* SUPPLIED PASSAGE *
Approach Guides: Spanish Wine Guide
If you’re a wine lover and want to savor Spain’s wine regions, Jennifer and David Raezer’s Spanish Wine Guide is for you. The state-of-the-art guidebook is one of more than 35 food, wine, and travel Approach Guides researched, written and published by the Raezers.
In the Spanish Wine Guide, they provide a wealth of information about Spain’s vast wine regions. From Catalunya’s sparkling Cava region to the world famous Rioja wine region, this 174-page guide has it all.
I felt a bit of nostalgia as I journeyed with the Raezers through the country’s 17 autonomous regions. Spain boasts 69 denominacion de origen or denomination of origin (DO) wine regions. The wine guide covers many of the well-known regions and some up-and-comers.
Detailed information will please anyone interested in learning about Spanish wine. The guide begins with terroir or the location where the wine is grown. A description of soil and climate follows. The next basic fact highlighted is the primary grapes grown in the appellation.
“While we have visited most of Spain’s wine producing regions, we have not visited all of the individual denominations. You will see that our profiles for this guidebook mirror the protocol for all our wine guidebooks,” said David Raezer.
The guides were an outgrowth of personal travel notes taken when the Raezers found facts missing from other, more traditional guidebooks. That’s when the New York couple chose to marry their love of wine, food, and travel and create digital Approach Guides focusing on all three loves.
“Our guidebooks are for the ultra-curious, profiling a signature collection of sites that reveal a destination’s cultural essence. They enable curious travelers to engage more deeply with our global cultural heritage,” Jennifer Raezer stated in a recent interview.
This dynamic duo has not only lived and traveled all over the world but publishes a diverse collection of intellectually challenging guidebooks. Some of their guidebooks focus on ancient Petra in Jordan, Maya Ruins in Mexico, Delhi and Agra in India, and even Foods from Italy.
The downloadable guidebooks are easy to read, well organized and, best of all, work with high tech electronic devices such as iPhones and iPads. Now, travelers with a thirst for Spanish wines or a scholar’s interest in world-renowned sites can skip buying the traditional guidebook.
Speaking from personal experience as a wine journalist, I no longer have to pack a reporter’s notebook when gathering information to write about specific wine region. Nor do I have to depend on a Half-Priced Books guide purchase or a tour guide’s narrative when visiting a wine region.

* DATASET EXTRACT *
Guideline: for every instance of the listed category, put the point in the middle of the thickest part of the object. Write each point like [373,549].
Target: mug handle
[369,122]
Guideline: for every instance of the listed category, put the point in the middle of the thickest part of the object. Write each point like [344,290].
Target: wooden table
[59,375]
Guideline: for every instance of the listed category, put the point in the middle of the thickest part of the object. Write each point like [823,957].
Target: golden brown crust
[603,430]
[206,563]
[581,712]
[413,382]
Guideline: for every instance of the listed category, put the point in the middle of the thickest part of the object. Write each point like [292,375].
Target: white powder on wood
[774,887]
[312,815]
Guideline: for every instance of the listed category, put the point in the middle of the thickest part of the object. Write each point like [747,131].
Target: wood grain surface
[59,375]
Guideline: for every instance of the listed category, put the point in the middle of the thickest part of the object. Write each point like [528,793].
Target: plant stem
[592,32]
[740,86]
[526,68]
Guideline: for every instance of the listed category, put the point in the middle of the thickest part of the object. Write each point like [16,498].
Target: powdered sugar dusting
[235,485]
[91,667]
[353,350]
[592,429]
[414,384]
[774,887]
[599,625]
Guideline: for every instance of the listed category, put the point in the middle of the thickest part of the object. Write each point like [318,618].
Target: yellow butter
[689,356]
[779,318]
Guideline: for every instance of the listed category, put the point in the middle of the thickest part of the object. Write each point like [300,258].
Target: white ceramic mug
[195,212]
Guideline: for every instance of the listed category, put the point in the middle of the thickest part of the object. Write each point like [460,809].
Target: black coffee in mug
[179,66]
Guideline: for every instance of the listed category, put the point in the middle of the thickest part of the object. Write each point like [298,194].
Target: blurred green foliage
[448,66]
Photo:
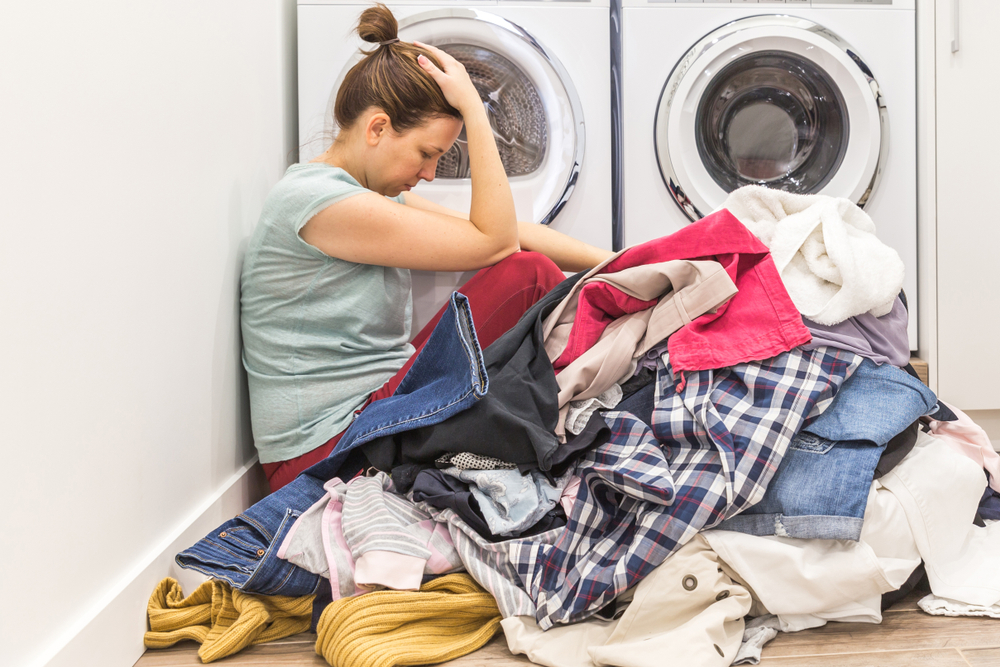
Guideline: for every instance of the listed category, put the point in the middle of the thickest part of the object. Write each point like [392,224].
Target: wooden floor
[907,637]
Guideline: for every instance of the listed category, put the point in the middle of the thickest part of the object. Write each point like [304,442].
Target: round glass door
[769,100]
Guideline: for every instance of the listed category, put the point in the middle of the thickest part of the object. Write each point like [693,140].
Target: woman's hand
[454,81]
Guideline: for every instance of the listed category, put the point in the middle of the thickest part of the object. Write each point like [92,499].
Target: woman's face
[403,160]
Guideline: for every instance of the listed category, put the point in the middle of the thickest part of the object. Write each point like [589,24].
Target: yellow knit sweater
[221,619]
[447,618]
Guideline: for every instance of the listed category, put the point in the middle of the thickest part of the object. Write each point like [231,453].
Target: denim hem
[807,527]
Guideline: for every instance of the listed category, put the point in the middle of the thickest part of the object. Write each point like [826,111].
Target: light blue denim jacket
[821,486]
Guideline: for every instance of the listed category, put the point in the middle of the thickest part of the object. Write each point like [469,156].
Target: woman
[326,303]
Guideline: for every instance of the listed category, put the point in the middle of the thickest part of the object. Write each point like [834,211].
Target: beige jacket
[686,289]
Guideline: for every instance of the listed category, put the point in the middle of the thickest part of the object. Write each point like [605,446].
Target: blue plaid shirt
[716,439]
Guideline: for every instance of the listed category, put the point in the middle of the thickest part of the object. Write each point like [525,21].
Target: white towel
[825,248]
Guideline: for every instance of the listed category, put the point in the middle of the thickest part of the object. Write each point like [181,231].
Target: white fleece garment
[825,248]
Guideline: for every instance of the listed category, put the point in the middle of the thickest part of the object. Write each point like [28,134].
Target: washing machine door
[773,100]
[533,107]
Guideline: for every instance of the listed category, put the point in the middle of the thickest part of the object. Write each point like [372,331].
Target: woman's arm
[568,253]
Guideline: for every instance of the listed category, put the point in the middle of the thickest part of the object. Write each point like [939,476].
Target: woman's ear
[376,127]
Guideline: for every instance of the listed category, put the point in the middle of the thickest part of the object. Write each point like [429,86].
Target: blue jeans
[448,377]
[820,489]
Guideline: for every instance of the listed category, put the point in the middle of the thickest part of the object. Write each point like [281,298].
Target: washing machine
[542,71]
[808,96]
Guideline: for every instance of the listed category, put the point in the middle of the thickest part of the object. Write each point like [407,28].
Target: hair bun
[377,24]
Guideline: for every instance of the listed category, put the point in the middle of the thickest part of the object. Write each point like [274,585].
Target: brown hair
[390,78]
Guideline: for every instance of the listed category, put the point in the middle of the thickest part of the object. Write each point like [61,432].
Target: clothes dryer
[542,71]
[808,96]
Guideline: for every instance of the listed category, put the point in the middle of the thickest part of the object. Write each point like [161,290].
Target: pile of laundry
[707,439]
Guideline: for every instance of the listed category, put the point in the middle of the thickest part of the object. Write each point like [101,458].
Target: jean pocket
[814,444]
[243,540]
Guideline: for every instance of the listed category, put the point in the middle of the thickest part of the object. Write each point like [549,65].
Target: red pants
[498,295]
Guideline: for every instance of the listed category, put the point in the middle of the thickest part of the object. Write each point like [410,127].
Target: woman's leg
[498,296]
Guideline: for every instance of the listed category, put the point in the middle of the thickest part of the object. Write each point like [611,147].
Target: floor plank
[982,657]
[898,631]
[932,658]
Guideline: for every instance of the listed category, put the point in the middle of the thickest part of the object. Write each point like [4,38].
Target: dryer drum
[772,118]
[773,100]
[515,110]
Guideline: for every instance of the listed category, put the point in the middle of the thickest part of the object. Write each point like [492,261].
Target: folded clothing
[362,536]
[447,618]
[221,619]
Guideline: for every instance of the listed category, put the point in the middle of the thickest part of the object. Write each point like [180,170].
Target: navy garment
[515,422]
[446,492]
[821,487]
[447,377]
[989,505]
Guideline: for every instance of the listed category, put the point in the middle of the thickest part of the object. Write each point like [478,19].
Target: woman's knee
[532,268]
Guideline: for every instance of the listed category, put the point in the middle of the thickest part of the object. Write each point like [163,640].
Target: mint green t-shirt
[319,333]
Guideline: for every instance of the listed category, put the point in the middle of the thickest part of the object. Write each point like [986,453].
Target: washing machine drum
[775,101]
[533,107]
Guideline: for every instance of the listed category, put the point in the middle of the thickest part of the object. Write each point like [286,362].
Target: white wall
[137,143]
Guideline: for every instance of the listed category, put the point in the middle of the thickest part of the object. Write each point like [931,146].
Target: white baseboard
[111,634]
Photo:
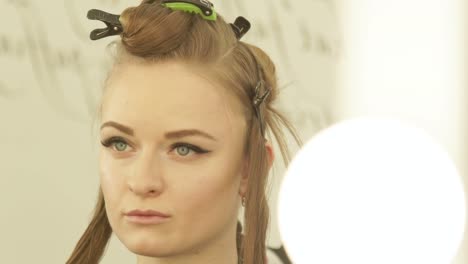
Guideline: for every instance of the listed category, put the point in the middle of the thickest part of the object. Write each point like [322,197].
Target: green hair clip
[201,7]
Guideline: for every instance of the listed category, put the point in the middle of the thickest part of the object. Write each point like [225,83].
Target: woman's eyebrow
[167,135]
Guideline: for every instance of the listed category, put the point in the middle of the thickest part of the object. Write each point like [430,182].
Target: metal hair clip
[240,27]
[114,27]
[201,7]
[258,100]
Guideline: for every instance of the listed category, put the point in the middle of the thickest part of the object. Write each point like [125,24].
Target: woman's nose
[146,175]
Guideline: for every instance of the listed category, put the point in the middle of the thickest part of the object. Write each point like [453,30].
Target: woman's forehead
[169,94]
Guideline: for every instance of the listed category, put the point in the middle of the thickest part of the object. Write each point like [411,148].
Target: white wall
[50,78]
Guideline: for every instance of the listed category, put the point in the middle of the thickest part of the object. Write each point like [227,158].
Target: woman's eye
[184,149]
[117,143]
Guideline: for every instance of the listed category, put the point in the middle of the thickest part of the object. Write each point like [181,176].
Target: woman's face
[174,145]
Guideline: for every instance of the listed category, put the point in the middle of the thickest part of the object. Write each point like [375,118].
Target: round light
[371,191]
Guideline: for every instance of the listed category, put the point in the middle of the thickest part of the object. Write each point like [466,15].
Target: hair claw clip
[201,7]
[114,27]
[258,100]
[240,27]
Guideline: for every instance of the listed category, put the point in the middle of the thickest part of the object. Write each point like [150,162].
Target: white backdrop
[50,78]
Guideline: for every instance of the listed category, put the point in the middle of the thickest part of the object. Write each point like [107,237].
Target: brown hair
[153,33]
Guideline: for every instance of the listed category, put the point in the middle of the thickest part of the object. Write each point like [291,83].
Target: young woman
[184,120]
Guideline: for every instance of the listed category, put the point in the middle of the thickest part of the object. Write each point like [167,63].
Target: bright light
[371,191]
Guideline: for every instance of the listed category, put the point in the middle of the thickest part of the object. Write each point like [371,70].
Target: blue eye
[183,149]
[118,143]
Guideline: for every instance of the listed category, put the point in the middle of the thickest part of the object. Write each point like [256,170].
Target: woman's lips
[146,219]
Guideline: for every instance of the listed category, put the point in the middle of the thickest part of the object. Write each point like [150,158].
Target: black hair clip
[258,100]
[114,27]
[240,27]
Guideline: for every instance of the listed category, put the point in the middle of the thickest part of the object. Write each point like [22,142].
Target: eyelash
[109,142]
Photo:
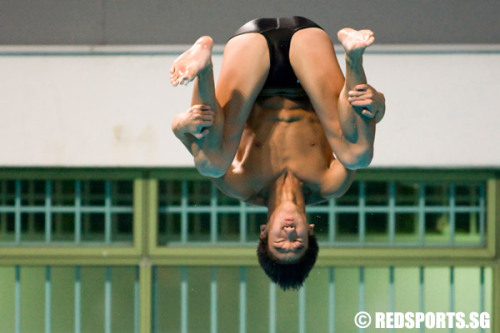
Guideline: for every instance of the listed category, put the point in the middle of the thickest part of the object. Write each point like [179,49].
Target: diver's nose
[290,232]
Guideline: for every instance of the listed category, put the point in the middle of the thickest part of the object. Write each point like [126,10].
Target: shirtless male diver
[268,132]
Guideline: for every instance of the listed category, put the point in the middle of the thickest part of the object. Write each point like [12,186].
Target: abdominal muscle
[281,136]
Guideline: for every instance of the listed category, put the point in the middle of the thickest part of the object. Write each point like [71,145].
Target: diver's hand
[372,101]
[195,121]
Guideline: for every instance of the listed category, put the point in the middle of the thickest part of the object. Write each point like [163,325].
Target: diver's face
[288,234]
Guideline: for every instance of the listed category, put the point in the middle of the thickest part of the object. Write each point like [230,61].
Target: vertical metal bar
[154,301]
[361,291]
[243,222]
[482,214]
[78,211]
[17,305]
[137,297]
[272,307]
[184,299]
[421,214]
[391,293]
[452,293]
[422,294]
[481,294]
[48,302]
[452,203]
[184,205]
[107,302]
[3,220]
[213,214]
[213,300]
[362,217]
[48,212]
[243,300]
[392,212]
[17,216]
[331,301]
[331,221]
[147,296]
[78,303]
[302,310]
[107,212]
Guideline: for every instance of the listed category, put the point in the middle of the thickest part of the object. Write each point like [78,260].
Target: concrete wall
[114,106]
[105,22]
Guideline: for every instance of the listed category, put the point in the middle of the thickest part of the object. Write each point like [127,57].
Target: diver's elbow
[358,160]
[210,169]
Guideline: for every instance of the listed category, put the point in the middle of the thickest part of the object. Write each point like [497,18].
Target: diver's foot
[355,41]
[192,62]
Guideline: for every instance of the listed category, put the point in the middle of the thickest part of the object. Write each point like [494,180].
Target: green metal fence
[163,251]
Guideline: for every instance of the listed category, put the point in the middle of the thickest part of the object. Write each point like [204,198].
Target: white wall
[100,107]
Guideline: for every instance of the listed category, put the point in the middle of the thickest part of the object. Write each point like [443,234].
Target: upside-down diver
[283,128]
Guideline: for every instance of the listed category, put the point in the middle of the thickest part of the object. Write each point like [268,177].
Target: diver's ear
[262,230]
[311,229]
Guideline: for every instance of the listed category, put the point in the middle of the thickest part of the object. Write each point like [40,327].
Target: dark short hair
[288,275]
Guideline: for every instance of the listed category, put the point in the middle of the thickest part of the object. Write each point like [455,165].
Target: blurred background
[105,226]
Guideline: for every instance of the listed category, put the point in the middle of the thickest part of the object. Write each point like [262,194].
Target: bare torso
[281,136]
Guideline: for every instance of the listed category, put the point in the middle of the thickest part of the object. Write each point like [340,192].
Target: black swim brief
[278,33]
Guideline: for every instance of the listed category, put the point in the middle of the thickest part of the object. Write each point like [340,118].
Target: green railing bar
[213,300]
[302,310]
[481,293]
[272,307]
[331,220]
[78,212]
[48,301]
[154,299]
[78,298]
[361,210]
[331,301]
[452,213]
[107,212]
[107,302]
[213,214]
[17,302]
[184,206]
[184,299]
[137,298]
[17,220]
[452,294]
[243,222]
[421,290]
[421,214]
[258,209]
[243,299]
[391,293]
[482,214]
[48,213]
[361,299]
[392,212]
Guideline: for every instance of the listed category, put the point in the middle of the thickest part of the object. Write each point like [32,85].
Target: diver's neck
[287,189]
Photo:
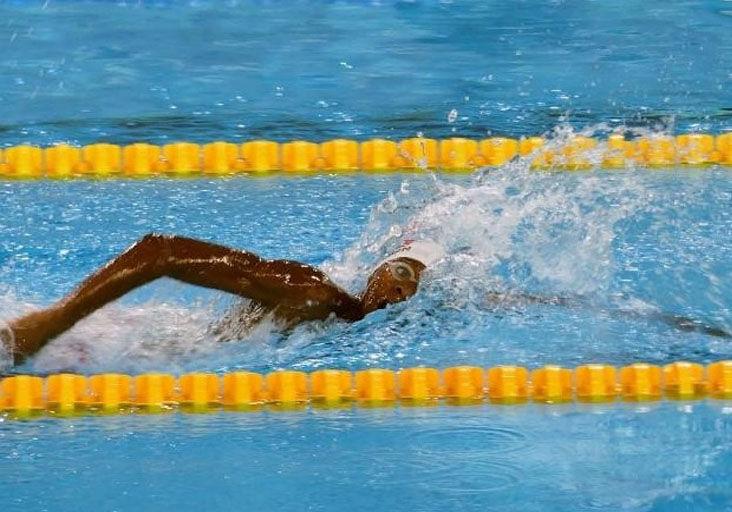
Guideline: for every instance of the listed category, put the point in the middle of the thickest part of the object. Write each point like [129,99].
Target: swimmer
[293,292]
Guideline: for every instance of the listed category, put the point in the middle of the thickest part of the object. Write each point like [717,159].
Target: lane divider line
[221,158]
[114,393]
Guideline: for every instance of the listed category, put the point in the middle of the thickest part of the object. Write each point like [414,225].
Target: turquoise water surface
[626,249]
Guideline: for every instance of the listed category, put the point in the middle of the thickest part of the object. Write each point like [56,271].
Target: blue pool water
[626,248]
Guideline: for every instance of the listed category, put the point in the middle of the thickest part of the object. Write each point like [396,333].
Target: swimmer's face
[392,282]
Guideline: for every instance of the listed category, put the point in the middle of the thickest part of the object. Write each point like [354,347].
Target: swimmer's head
[393,281]
[396,278]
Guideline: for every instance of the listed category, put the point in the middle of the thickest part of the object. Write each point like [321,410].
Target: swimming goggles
[402,271]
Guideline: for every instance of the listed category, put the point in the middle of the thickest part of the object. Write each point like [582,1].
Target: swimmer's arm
[273,283]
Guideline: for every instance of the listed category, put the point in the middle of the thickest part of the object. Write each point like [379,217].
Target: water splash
[541,267]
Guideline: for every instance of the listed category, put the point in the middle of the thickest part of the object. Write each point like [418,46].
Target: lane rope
[141,160]
[69,394]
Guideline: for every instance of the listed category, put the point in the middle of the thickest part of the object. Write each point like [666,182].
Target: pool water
[626,249]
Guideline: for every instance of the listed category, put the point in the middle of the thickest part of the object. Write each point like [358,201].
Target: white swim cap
[426,252]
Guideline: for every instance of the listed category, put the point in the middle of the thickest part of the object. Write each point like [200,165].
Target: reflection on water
[575,457]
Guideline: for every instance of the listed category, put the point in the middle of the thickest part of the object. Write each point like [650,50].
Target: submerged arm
[303,292]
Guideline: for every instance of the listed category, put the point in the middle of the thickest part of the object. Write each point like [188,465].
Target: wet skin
[293,291]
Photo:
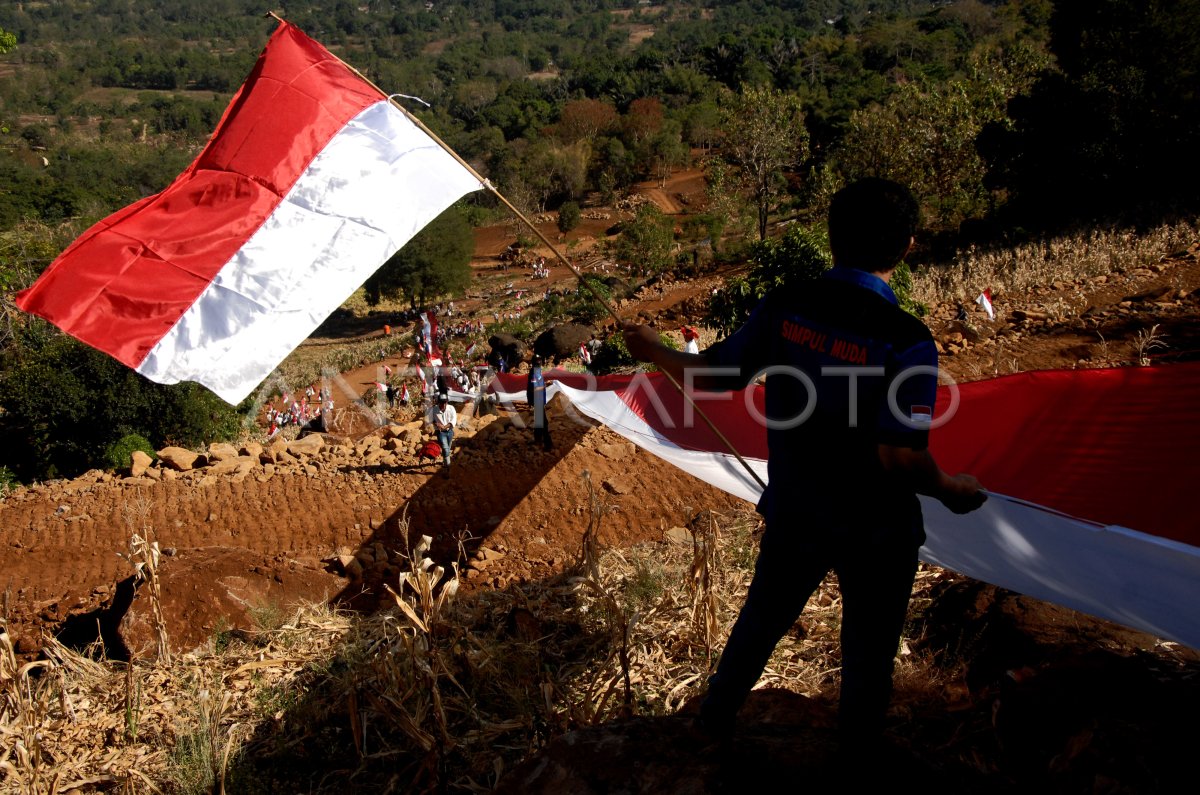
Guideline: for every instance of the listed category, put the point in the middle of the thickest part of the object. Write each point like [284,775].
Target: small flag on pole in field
[984,300]
[311,181]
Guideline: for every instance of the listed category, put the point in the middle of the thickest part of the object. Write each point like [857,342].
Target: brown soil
[240,549]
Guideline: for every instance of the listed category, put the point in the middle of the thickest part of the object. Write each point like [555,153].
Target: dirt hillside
[252,531]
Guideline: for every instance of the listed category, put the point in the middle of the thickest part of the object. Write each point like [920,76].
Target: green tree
[66,405]
[568,216]
[799,255]
[765,133]
[648,240]
[436,262]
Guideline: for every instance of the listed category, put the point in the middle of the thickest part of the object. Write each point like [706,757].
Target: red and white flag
[1090,477]
[430,332]
[984,300]
[311,181]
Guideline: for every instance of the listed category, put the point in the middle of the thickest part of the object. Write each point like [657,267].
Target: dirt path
[262,539]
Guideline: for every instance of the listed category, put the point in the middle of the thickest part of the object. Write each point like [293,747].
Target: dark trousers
[445,438]
[875,573]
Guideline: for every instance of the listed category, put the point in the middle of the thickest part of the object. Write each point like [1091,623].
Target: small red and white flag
[310,183]
[984,300]
[430,330]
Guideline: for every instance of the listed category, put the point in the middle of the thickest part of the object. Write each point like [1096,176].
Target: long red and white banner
[1090,474]
[311,181]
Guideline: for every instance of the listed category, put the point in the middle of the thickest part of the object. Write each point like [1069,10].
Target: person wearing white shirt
[444,417]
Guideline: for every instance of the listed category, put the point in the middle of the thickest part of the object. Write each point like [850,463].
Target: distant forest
[1008,118]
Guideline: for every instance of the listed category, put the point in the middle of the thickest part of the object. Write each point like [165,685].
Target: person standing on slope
[850,392]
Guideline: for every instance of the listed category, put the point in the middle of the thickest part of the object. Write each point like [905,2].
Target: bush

* EXERCISE SET *
a: Answer these from the Spanish wine guide review, one line each:
(i) How many pages long is the Spanish Wine Guide?
(ii) How many denomination of origin wine regions does Spain have?
(iii) Where is the Raezer couple from?
b: Decide whether each statement agrees with the Spanish wine guide review. Answer yes or no, and quote the words of the review that settle it.
(i) The Raezers have visited every individual denomination in Spain.
(ii) Each profile in the guide opens with terroir.
(iii) The guidebooks can be used on devices such as iPads.
c: According to the Spanish wine guide review, how did the Raezers' Approach Guides come about? Answer in one to three sentences.
The records are separate material and have no connection to the Spanish wine guide review.

* SOLUTIONS TO THE TASKS *
a:
(i) 174 pages
(ii) 69
(iii) New York

b:
(i) No: "we have not visited all of the individual denominations"
(ii) Yes: "The guide begins with terroir or the location where the wine is grown."
(iii) Yes: "work with high tech electronic devices such as iPhones and iPads"

c: The guides grew out of personal travel notes the Raezers took after they found facts missing from other, more traditional guidebooks. The couple then combined their love of wine, food, and travel to create digital Approach Guides focused on all three.